Please print the stretch of the entries below from the line containing "Objective — one marker on every instance of the woman's" through the end of the entries, word for word and with both ends included.

○ ○ ○ ○ ○

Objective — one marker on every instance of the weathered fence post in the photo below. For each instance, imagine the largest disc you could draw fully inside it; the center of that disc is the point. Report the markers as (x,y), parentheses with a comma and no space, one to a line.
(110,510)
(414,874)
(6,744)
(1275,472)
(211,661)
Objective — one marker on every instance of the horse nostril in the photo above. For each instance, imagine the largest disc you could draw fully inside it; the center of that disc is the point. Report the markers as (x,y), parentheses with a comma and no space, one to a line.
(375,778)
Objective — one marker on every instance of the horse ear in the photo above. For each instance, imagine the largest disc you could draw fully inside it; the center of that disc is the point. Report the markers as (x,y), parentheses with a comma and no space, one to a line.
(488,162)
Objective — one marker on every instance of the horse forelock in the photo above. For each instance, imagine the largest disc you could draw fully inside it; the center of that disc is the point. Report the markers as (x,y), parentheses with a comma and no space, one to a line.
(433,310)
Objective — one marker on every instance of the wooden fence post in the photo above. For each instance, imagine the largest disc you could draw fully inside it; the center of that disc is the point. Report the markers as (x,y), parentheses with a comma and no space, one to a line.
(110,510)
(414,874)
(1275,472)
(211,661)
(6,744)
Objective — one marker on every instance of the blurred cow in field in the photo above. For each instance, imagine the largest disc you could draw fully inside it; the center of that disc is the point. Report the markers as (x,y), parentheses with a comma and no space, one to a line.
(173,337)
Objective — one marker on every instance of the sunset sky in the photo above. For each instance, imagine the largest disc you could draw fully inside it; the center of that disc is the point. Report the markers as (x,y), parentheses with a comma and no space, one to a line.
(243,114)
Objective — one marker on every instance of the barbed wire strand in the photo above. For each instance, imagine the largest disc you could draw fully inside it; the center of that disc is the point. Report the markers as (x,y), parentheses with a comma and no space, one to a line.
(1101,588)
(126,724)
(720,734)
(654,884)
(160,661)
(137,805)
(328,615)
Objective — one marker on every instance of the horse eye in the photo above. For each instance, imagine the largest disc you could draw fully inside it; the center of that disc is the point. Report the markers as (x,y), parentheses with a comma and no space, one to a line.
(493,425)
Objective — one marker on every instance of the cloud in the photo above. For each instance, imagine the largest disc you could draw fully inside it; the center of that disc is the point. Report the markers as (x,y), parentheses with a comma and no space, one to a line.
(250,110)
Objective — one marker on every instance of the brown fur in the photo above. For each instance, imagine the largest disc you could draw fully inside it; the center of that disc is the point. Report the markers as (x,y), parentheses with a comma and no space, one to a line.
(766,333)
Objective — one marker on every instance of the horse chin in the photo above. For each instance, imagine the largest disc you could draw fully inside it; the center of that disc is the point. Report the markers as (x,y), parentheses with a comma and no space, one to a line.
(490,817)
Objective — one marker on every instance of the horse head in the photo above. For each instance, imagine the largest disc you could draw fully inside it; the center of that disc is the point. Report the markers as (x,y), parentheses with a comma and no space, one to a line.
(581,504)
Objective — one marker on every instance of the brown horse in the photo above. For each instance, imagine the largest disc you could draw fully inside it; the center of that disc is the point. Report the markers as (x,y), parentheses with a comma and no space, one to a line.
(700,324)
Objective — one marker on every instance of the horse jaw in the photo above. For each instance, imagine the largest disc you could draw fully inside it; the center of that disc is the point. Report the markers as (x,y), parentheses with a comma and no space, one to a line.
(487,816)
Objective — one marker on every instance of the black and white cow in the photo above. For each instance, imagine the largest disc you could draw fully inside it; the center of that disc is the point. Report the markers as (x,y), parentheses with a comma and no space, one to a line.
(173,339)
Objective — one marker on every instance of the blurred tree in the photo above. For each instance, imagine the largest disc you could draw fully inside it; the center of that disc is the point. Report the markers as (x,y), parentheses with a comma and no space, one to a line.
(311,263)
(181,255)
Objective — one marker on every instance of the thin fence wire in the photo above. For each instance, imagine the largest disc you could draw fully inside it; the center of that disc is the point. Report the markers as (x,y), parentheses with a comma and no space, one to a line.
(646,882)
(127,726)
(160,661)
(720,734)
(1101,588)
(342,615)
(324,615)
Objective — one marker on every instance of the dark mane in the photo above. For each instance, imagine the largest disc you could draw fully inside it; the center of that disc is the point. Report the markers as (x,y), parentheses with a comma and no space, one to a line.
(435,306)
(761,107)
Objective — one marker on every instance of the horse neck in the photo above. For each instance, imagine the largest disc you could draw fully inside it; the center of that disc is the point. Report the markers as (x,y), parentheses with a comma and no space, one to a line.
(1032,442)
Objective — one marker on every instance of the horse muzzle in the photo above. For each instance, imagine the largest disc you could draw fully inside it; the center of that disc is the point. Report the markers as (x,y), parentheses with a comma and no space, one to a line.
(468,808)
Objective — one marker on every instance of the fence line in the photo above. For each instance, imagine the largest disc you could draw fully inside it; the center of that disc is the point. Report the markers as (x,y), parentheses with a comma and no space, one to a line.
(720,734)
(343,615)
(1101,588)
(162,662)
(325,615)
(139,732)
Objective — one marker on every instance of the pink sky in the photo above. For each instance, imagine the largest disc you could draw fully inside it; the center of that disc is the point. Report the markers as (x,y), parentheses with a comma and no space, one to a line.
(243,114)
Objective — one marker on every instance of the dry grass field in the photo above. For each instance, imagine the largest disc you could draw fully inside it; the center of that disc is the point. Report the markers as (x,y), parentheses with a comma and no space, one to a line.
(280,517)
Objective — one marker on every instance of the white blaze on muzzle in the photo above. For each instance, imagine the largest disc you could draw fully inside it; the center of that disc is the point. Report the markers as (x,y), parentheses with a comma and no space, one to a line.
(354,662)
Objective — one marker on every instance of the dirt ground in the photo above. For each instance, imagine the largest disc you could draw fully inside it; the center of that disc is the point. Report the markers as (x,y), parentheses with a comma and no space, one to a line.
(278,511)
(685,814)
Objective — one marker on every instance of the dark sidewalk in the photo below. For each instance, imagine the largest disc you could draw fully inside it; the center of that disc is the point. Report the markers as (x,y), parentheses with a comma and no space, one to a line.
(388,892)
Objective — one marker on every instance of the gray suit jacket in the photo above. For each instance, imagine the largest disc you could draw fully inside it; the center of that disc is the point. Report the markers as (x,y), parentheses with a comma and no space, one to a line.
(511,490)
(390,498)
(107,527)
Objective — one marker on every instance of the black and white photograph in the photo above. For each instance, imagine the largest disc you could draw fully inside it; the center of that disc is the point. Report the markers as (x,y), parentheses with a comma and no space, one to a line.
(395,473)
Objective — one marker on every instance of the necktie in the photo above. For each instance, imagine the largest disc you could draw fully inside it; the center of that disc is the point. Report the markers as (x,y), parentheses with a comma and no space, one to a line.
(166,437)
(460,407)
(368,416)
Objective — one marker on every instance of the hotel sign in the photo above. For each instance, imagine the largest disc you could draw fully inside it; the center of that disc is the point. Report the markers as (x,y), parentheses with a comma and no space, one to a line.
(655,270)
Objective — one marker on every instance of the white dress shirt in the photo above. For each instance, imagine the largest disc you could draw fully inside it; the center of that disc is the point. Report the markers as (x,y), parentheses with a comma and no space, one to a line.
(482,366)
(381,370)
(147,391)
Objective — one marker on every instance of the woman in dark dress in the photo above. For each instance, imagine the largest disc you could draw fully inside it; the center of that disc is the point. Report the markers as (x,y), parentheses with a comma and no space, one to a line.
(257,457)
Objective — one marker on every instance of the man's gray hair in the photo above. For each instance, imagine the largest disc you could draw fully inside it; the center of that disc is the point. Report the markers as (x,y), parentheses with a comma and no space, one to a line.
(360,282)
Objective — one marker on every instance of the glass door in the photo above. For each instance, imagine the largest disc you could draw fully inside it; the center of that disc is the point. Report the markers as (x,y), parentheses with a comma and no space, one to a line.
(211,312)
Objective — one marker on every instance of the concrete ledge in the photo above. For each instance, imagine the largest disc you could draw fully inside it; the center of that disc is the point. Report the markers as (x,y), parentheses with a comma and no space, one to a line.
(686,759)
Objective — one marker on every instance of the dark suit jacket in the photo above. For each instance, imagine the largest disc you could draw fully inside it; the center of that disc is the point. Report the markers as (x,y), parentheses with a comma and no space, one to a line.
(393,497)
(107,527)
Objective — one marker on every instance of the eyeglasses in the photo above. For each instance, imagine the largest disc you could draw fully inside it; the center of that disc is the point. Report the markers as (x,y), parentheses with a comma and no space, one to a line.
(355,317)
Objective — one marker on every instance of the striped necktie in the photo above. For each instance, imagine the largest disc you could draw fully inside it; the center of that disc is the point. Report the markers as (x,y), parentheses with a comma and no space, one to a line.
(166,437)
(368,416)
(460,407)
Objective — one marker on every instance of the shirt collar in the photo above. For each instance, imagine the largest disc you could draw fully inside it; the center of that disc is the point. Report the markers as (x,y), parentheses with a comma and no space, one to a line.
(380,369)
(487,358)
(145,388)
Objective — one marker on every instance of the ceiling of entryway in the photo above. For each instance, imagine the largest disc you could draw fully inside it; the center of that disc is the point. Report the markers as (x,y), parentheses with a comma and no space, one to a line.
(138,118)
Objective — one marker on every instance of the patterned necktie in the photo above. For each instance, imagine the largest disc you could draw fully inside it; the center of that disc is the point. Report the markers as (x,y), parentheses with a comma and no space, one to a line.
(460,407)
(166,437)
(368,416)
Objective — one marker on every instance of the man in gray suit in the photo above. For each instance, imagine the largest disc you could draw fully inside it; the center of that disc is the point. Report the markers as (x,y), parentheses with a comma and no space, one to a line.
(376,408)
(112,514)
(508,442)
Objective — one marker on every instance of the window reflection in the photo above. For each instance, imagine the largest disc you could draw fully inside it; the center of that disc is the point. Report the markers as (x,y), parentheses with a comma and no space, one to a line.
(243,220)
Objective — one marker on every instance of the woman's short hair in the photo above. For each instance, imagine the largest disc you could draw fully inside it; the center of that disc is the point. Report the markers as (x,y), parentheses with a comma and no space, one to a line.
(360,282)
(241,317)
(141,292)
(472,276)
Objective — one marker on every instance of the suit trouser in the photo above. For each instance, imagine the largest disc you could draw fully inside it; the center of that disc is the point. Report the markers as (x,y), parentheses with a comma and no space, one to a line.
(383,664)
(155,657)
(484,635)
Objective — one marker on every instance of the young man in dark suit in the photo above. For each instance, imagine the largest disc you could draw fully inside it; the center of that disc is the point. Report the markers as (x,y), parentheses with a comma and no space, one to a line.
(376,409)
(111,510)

○ ○ ○ ○ ○

- _Task output_:
Objective — one marker on every instance of the woman's short hair in the photo above. For each instance, imagine the largest disc you could draw fully inside it; the center of that disc is the point. Report the markers as (x,y), parentheses with a comma and no space, one to a line.
(360,282)
(241,317)
(141,292)
(472,276)
Objective — one marker on every instance of the suit trouser in the photo above. For each instance, imagine the largest disc you could draw fully inside it; the center of that disc is the point. Report the markers as (x,y), parentheses with a comma and no space, one to a line.
(383,664)
(155,657)
(484,635)
Objective — one marker on every instance of the young man in dark suit in the photo above. For each instance, imagine the largest disc you could draw fully inside it; the center of that disc is the point. Report the markers as (x,y), parentheses with a comma and no space, one to a line.
(376,409)
(111,510)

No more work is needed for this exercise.